▶ Source
# # # # # # #

# mysterious power loss



## Skibob6 (Dec 1, 2007)

Recently while driving my 94 SE i have had issues both at freeway speed and at about 35mph both between about 1900 rpm and about 2500 rpm where the motor will just kind of cut out and loose power while my foot is on the throttle, if i let off it will come back on semi smoothly if i dont it will lurch back up and continue in a pulsating fashion. the stranger thing is the tach doesnt seam to drop in correspondence with the loss of power, in fact it barley drops at all. this has been happening sine i bought the car about a year ago but only about once every couple months and the tach seemed to follow. what could be causing the engies power to cut out and pulsate like this? i have been very suspisious of my transmission (A/T) as it has been a piece of crap since i got this car but i was just wondering what some of the other possibilities are. any suggestions are much appreciated.


----------



## internetautomart (Mar 8, 2004)

have you checked the condition of your ignition coils?


----------



## Skibob6 (Dec 1, 2007)

no i havent, i have read that these could be the problem but never suspected them because i A) dont know the procedure for checking them and B) they sound like a costly repair. So how would i check them and how much would they cost to replace if that was the problem?


----------



## internetautomart (Mar 8, 2004)

pull them out and physically check them for anything that looks abnormal.
they run about $70 ea to replace


----------



## Skibob6 (Dec 1, 2007)

I pulled em and the front three were all cracked and one of them had a rusty powder on the outside. the rear three were fine, im going to replace them soon but im having a hard time getting them. if this does not fix the problem what else could it be?


----------



## internetautomart (Mar 8, 2004)

Wrap your current ones tightly with electrical tape and see if that helps.


----------



## guinnessmike (Dec 20, 2006)

# # # # # # #

▶ Entries
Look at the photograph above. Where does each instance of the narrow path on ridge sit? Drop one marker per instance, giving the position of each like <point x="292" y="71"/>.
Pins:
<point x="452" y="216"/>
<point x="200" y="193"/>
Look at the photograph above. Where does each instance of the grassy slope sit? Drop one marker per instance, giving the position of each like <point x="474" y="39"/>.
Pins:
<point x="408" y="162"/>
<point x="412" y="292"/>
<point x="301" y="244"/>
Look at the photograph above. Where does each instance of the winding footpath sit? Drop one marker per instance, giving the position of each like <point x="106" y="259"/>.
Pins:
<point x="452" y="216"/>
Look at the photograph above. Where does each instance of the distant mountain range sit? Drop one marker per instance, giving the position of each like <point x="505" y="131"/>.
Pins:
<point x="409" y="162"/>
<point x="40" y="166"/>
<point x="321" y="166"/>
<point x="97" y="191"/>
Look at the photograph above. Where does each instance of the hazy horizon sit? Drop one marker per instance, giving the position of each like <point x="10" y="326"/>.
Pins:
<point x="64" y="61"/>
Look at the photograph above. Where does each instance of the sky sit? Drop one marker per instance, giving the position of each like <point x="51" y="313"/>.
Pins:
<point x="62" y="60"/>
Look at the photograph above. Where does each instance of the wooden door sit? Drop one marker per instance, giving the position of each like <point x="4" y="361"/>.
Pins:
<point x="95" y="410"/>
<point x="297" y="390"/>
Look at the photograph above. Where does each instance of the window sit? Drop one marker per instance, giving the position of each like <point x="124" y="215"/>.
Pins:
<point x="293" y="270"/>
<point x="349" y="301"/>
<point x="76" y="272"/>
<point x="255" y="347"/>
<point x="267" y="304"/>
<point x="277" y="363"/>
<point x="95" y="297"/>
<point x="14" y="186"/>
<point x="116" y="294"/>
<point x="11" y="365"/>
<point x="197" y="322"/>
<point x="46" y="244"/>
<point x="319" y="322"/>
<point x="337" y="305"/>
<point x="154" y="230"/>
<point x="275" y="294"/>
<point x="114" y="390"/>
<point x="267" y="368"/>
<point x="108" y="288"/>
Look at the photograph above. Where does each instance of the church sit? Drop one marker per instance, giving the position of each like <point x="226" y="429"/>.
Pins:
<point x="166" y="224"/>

# # # # # # #

▶ What to work on
• a. From the forum thread on the power loss, extract word for word the part that begins with the words containing "I pulled em" and ends with "if that helps.".
• b. Extend the forum thread on the power loss, continuing from its final line.

▶ The results
• a.
I pulled em and the front three were all cracked and one of them had a rusty powder on the outside. the rear three were fine, im going to replace them soon but im having a hard time getting them. if this does not fix the problem what else could it be?


----------



## internetautomart (Mar 8, 2004)

Wrap your current ones tightly with electrical tape and see if that helps.

• b.
I would also check the fuel injectors. Checking both the ignition coils and injectors is fairly easy but a little time consuming. You need to remove the cam position sensor (CPS) and with the key in the acc position turn it manually. You should hear each injector making an audible clicking sound. To check the ignition coils, pull each one (leaving it connected to the wire harness), put a known to be good spark plug in it, and turn the CPS until you see a spark. There is a better description of the process in the factory service manual I downloaded (for free, although it is nice to give a donation) from PhatG20 (see sticky above).


----------



## tamal_86 (Aug 1, 2008)

Hey there

I have an 1989 Maxima SE, and I think I'm having the same problem you have, and I'm going to check my ignition Coils ASAP, I thought it was my Gasket Valve or transmission, I got all those things checked out and it still was losing pressure, so I’ll take and my ignition Coils.


----------



## internetautomart (Mar 8, 2004)

tamal_86 said:


> Hey there
> 
> I have an 1989 Maxima SE, and I think I'm having the same problem you have, and I'm going to check my ignition Coils ASAP, I thought it was my Gasket Valve or transmission, I got all those things checked out and it still was losing pressure, so I’ll take and my ignition Coils.


you only have 1 coil.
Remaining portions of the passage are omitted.